== Segment start ==

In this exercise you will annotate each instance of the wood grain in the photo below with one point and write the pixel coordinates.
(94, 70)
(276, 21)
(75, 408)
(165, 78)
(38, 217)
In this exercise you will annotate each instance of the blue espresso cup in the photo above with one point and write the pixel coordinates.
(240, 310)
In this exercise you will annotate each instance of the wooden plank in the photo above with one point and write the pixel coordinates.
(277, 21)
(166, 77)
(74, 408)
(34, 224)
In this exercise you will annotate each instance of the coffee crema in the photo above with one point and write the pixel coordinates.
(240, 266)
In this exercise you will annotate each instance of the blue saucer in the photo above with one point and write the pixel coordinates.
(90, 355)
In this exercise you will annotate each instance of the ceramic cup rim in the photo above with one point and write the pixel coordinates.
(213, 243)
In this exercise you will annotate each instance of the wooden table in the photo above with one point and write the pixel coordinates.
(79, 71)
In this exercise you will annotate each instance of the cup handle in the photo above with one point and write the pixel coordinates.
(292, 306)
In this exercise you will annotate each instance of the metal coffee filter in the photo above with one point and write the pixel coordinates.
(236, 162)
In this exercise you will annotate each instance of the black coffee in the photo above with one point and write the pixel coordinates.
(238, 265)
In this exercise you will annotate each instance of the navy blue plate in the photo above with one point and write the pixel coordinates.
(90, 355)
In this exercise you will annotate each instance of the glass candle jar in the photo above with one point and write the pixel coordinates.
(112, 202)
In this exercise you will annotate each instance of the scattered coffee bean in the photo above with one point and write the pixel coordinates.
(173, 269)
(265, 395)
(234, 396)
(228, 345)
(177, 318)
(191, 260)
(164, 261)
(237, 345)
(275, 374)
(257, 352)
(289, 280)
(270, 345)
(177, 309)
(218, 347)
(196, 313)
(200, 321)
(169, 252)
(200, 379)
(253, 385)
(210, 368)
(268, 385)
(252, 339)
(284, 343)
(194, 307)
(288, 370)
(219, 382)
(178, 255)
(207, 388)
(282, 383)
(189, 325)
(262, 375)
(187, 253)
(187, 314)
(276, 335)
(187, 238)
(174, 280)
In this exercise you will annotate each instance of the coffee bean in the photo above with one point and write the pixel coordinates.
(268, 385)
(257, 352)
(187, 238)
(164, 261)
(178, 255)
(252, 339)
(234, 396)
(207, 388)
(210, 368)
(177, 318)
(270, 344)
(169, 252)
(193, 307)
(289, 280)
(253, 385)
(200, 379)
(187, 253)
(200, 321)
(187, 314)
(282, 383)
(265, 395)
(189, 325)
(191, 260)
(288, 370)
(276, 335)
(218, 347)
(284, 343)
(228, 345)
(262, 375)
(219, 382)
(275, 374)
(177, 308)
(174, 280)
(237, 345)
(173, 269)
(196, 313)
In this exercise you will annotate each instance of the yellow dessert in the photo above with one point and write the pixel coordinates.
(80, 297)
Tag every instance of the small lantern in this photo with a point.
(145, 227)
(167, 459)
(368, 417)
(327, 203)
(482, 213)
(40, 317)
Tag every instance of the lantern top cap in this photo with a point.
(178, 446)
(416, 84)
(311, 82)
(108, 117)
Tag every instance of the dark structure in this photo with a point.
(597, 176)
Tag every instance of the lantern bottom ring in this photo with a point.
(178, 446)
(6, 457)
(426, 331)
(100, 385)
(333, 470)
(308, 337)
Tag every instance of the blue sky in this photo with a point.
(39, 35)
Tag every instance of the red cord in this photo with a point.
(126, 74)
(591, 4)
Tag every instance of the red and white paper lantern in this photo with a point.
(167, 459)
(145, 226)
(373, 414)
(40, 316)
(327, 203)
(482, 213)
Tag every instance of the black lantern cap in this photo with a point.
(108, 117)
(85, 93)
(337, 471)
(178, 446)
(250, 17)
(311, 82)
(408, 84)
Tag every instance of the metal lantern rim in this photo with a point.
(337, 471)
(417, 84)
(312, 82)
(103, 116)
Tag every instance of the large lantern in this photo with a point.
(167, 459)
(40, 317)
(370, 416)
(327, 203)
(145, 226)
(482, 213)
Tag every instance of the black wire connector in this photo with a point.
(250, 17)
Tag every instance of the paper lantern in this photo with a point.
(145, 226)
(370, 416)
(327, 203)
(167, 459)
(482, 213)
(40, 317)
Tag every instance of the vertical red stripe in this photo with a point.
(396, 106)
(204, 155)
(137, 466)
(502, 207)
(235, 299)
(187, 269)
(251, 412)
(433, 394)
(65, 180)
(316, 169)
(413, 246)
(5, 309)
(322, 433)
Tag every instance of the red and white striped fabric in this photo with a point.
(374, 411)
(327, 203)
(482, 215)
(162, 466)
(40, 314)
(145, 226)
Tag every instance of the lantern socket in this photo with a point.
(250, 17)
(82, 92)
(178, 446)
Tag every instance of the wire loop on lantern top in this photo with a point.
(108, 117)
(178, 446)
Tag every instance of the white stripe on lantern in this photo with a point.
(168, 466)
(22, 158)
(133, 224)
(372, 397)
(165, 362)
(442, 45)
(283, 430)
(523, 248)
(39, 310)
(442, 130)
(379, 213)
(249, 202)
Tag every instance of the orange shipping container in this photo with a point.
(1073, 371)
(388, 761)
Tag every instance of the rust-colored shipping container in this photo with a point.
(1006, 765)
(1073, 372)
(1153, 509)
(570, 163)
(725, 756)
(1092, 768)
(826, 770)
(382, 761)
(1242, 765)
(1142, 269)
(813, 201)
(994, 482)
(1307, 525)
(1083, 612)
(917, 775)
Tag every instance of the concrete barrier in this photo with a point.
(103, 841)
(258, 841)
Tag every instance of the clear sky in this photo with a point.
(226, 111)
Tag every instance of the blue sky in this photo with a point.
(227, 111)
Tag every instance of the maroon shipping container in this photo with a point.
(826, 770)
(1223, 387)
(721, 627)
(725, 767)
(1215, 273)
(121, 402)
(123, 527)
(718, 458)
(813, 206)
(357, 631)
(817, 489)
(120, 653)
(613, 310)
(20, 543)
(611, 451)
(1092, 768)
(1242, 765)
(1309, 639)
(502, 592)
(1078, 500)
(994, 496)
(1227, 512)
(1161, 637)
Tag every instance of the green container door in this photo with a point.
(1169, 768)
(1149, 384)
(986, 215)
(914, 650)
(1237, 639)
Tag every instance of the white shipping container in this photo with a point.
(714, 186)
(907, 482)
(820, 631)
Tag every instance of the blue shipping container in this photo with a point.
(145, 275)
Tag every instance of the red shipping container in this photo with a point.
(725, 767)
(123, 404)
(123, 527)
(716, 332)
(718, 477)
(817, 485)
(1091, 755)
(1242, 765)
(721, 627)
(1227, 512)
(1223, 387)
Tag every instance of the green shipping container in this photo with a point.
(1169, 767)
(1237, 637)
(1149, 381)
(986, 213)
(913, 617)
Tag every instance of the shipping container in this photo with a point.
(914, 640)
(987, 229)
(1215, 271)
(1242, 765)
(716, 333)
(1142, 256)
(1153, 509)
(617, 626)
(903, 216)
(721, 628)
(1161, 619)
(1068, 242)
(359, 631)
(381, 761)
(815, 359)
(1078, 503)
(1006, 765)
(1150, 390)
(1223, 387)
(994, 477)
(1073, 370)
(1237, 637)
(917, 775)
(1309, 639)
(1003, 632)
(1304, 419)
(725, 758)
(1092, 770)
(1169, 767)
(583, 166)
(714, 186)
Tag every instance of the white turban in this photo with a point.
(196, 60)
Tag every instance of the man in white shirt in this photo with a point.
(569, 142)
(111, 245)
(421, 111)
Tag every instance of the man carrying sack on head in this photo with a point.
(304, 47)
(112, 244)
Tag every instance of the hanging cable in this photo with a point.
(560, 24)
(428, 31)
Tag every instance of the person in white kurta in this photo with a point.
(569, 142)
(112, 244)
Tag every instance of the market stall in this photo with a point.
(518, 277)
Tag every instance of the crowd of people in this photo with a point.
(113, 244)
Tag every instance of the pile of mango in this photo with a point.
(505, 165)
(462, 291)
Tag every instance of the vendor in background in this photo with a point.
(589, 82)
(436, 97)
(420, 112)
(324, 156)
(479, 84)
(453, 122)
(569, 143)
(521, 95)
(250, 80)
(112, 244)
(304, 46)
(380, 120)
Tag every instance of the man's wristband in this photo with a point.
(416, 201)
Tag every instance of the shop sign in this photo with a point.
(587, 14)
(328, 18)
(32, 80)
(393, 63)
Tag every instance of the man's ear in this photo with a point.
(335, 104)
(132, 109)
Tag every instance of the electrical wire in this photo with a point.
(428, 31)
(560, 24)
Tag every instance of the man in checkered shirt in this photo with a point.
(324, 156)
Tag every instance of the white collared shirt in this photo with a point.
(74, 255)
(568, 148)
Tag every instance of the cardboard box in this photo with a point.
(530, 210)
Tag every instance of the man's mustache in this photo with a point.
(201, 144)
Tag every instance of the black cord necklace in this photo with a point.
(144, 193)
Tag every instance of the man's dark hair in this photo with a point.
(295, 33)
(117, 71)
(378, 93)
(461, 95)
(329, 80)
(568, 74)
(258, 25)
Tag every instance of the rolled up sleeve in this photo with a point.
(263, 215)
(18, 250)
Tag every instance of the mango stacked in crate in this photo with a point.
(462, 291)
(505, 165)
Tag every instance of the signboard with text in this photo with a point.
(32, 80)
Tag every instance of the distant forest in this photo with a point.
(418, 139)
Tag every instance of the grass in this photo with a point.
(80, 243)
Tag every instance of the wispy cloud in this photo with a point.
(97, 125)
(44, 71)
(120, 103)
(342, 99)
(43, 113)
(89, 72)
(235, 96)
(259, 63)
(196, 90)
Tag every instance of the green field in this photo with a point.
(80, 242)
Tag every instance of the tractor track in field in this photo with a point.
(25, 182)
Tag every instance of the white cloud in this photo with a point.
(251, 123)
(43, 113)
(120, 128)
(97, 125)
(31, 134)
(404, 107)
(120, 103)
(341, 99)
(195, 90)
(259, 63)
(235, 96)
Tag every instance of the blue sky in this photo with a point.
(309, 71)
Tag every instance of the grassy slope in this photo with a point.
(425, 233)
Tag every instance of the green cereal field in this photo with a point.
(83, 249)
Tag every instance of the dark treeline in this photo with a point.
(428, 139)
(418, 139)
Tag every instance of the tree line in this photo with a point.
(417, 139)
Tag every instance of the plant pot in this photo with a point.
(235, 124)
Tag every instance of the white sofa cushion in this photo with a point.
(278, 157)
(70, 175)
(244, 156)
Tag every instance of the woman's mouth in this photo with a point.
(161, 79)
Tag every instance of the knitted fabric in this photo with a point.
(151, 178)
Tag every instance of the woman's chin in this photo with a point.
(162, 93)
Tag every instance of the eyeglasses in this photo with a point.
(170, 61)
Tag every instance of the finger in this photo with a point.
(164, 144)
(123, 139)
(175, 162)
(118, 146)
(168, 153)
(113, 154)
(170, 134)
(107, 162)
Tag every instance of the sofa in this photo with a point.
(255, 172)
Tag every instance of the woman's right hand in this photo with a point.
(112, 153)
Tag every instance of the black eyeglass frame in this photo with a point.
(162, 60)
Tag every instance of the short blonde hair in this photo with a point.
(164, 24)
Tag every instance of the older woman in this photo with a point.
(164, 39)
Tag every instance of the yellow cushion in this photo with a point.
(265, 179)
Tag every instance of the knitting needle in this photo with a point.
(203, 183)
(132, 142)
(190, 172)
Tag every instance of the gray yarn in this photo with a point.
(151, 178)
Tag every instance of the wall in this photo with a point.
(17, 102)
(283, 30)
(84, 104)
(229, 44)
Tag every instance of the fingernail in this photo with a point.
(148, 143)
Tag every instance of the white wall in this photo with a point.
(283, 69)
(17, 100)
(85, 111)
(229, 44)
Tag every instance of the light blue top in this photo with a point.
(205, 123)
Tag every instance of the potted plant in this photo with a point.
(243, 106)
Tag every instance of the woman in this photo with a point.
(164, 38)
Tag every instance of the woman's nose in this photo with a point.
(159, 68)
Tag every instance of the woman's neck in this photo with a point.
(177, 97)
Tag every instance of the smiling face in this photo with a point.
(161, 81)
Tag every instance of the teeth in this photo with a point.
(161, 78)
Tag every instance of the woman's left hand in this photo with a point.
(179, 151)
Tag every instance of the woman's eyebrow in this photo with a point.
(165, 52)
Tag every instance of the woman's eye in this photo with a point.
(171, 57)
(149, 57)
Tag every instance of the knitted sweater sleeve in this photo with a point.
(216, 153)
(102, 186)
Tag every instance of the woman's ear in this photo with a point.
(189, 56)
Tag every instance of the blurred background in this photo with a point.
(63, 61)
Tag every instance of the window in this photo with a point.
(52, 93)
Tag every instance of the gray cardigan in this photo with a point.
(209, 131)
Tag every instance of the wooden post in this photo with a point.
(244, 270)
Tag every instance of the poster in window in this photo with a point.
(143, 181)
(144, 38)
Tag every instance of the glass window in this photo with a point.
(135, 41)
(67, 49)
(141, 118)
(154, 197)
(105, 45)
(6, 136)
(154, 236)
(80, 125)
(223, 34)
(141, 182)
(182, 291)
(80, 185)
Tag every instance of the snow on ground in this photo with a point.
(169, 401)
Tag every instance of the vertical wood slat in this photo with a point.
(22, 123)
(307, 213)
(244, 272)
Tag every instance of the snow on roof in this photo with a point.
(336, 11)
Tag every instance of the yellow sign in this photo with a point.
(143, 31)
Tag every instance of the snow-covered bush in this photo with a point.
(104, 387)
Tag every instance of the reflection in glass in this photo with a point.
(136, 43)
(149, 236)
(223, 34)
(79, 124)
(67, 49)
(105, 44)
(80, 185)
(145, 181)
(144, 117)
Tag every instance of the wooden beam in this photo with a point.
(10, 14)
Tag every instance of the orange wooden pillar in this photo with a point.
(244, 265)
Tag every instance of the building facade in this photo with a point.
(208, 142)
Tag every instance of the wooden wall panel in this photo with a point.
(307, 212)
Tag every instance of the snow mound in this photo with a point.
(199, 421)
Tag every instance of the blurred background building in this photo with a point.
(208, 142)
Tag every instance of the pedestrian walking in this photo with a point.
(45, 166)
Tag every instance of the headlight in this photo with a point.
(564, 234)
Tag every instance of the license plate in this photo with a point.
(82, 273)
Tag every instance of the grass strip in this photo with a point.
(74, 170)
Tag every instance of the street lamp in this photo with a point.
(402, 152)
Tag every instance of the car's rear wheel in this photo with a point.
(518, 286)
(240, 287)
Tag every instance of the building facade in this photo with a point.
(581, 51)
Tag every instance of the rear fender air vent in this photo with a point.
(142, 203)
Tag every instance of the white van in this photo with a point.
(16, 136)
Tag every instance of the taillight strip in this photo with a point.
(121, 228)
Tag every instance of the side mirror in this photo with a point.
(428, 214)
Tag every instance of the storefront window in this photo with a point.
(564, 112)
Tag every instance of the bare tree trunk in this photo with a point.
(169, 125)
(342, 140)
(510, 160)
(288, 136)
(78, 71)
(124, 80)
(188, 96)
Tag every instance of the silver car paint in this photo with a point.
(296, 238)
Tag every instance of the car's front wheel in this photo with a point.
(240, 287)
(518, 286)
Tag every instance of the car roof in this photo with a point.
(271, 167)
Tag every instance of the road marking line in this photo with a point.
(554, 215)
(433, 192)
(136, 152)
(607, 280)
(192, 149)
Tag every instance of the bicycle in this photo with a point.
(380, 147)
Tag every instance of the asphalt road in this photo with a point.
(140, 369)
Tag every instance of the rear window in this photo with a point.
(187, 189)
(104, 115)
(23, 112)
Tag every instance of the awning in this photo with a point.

== Segment end ==

> _ACTION ITEM_
Reproduce without change every line of the entries above, from the one containing "Tag every instance of the license" through the last.

> _YOUR SOLUTION_
Tag every instance of the license plate in this photo with a point.
(82, 273)
Tag every instance of the grass strip in this photo with a point.
(74, 170)
Tag every instance of the street lamp in this photo with a point.
(402, 152)
Tag every instance of the car's rear wheel in this photo with a point.
(518, 286)
(240, 287)
Tag every instance of the building facade in this photo with a point.
(581, 51)
Tag every instance of the rear fender air vent in this photo with a point.
(142, 203)
Tag every instance of the white van in this photo with a point.
(16, 136)
Tag every instance of the taillight strip in this photo with a point.
(121, 228)
Tag every instance of the side mirror in this photo with a point.
(428, 214)
Tag every instance of the storefront window in this photo with a point.
(564, 112)
Tag every instance of the bare tree trunk in this photo with a point.
(169, 125)
(342, 140)
(510, 160)
(288, 136)
(78, 71)
(124, 80)
(188, 96)
Tag every instance of the silver car paint in this photo with a point.
(296, 238)
Tag every instance of the car's front wheel in this photo with a point.
(240, 287)
(518, 286)
Tag every instance of the car roof in this photo with a point.
(271, 167)
Tag every instance of the road marking line in this photo with a point.
(554, 215)
(433, 192)
(136, 152)
(607, 280)
(192, 149)
Tag every instance of the bicycle in this photo with a point.
(380, 147)
Tag every instance of the asphalt road in this photo with a point.
(140, 369)
Tag every instance of the rear window in this photo with a point.
(187, 189)
(104, 115)
(23, 112)
Tag every instance of the awning in this photo with a point.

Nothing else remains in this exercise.